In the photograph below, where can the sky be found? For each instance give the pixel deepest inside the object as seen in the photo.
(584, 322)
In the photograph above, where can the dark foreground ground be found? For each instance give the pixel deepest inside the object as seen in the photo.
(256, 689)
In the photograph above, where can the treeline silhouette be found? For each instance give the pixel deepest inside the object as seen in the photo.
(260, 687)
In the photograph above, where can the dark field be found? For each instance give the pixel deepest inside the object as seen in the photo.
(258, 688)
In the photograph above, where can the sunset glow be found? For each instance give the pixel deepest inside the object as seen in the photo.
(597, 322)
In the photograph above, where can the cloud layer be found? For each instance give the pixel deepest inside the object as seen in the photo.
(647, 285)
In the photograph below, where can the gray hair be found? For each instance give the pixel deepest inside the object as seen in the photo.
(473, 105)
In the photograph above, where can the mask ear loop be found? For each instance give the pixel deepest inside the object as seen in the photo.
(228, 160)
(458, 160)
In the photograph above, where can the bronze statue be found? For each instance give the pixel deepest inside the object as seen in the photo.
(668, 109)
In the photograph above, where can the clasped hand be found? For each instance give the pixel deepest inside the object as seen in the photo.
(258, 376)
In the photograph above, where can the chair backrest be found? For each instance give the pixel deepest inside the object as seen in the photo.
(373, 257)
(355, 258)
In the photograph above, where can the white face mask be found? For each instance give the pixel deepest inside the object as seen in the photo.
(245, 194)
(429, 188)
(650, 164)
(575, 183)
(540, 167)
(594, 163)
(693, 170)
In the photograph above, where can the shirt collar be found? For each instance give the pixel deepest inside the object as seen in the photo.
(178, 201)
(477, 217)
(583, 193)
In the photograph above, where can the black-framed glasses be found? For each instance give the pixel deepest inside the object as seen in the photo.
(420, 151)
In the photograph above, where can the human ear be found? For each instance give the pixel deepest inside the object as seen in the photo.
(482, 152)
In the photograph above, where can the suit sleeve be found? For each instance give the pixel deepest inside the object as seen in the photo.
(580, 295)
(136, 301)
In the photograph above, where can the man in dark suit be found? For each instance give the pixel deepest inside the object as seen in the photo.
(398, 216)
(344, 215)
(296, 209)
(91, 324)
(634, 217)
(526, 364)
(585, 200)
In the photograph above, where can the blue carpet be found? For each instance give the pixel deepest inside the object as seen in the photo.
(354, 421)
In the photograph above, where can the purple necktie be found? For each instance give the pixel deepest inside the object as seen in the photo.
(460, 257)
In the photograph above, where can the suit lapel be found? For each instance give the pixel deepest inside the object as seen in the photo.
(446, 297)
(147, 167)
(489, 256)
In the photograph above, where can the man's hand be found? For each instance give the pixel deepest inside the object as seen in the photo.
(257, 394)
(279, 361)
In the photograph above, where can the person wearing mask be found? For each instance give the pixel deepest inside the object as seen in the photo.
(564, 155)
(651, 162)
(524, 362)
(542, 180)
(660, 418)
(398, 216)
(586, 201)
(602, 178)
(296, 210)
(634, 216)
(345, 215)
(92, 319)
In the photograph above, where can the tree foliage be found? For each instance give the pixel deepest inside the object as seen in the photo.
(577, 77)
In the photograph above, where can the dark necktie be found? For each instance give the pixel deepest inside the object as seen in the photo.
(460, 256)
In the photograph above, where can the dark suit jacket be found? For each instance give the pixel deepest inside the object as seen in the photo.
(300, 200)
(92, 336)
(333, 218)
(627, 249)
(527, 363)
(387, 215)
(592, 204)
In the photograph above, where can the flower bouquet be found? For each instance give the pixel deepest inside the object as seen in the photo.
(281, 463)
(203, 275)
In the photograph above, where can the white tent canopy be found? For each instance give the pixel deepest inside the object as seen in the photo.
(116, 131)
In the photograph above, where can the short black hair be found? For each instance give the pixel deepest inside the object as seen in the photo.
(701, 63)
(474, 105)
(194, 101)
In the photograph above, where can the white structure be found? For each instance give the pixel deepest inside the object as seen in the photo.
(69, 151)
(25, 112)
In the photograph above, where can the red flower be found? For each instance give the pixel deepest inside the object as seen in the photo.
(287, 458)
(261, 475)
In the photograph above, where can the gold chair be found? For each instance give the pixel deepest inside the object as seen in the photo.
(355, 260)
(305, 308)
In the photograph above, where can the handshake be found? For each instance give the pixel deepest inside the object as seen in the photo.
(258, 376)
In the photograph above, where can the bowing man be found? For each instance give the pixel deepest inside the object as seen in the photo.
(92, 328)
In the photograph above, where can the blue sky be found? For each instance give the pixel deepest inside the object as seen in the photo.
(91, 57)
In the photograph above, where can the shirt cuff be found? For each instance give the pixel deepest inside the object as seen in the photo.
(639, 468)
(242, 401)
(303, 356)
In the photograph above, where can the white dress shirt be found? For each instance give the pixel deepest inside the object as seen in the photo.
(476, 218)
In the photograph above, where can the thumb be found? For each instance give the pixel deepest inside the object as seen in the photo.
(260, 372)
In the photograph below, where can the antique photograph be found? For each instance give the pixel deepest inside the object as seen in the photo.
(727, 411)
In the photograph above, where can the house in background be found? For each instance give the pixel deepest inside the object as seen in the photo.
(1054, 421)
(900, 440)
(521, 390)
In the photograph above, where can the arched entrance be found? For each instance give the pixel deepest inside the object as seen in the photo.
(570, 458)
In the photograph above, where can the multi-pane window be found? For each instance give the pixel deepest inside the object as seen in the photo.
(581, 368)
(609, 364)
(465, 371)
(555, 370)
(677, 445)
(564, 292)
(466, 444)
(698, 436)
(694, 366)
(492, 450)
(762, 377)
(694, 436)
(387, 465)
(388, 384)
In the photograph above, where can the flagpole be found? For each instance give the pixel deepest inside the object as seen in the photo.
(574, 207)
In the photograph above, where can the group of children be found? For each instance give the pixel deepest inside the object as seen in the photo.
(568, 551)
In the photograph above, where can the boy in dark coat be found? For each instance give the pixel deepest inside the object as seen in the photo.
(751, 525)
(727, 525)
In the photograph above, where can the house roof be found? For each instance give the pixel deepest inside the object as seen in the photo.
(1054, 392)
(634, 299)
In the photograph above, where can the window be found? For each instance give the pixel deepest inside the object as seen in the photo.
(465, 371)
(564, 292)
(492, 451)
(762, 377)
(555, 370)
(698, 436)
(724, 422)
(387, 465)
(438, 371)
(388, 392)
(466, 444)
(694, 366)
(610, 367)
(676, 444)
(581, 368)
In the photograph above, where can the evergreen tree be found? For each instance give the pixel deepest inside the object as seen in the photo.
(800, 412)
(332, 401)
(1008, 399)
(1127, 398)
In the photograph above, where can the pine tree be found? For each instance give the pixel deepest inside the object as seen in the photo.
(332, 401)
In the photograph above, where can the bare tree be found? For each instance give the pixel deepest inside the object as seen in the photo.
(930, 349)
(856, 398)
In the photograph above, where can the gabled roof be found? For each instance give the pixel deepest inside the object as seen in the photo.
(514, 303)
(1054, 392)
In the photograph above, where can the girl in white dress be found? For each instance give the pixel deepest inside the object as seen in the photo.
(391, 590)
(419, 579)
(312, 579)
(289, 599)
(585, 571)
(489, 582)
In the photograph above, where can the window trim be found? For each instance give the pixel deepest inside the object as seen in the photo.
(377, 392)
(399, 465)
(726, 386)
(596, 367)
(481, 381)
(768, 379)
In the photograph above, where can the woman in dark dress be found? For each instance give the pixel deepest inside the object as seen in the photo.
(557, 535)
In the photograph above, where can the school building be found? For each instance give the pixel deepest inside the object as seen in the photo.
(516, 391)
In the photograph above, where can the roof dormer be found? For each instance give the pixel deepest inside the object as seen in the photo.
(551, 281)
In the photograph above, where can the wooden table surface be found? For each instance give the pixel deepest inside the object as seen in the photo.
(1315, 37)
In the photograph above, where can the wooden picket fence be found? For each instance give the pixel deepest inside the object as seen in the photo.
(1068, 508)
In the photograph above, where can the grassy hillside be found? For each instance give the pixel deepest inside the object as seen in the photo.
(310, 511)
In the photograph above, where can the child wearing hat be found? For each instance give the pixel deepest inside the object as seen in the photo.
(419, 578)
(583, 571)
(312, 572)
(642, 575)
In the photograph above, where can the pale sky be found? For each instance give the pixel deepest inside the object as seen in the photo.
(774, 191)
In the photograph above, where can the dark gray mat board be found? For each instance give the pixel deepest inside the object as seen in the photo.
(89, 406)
———
(YOUR INSTRUCTIONS): Transcribe, word for word, every line from the one containing "In the photograph above, where can the girl" through the final line of the entries, and nothing else.

(CORRECT ANSWER):
In the photograph above, where can the girl in white dress be found? For each instance give the pixel deepest inside the object as seen in the photo.
(391, 590)
(419, 579)
(312, 579)
(289, 599)
(585, 571)
(489, 582)
In the photograph above, where can the window trim be found? For each instance give the pixel deepest inside the object as seen in the photo.
(377, 392)
(399, 465)
(726, 386)
(596, 367)
(481, 381)
(768, 379)
In the photograph above, where can the woman in dark dress be found? For each instance give the pixel deepest inside the object as seen in the photo.
(557, 535)
In the photograph above, where can the school building be found? For each instance give the pixel deepest inside the object as seen in the photo.
(516, 391)
In the photograph above, where can the roof dormer be found? For each instance give the pixel deepest inside the object as seen in the photo.
(551, 281)
In the photograph above, where can the wooden table surface be found? For each instance give the pixel deepest inside the object as seen in the photo.
(1315, 37)
In the photograph above, where can the wooden picket fence be found? For each instance give the pixel deepest inside the object as seen in the photo.
(1068, 508)
In the photograph above, where can the grassy hillside be found? For each instance give the pixel deepest inside the object as seen in the photo.
(310, 511)
In the photograph above, where can the child wearing hat be found? For each instance give the pixel deepest inside the object as seen in the photo.
(419, 578)
(583, 571)
(312, 572)
(642, 575)
In the photograph above, where can the pale sky be found? For each instance give the pixel deepest inside the object as seen in the photo.
(774, 191)
In the photograph above, where can the dark gray mat board be found? For each instance give the pixel deepest inside the object as seen in the photo.
(89, 406)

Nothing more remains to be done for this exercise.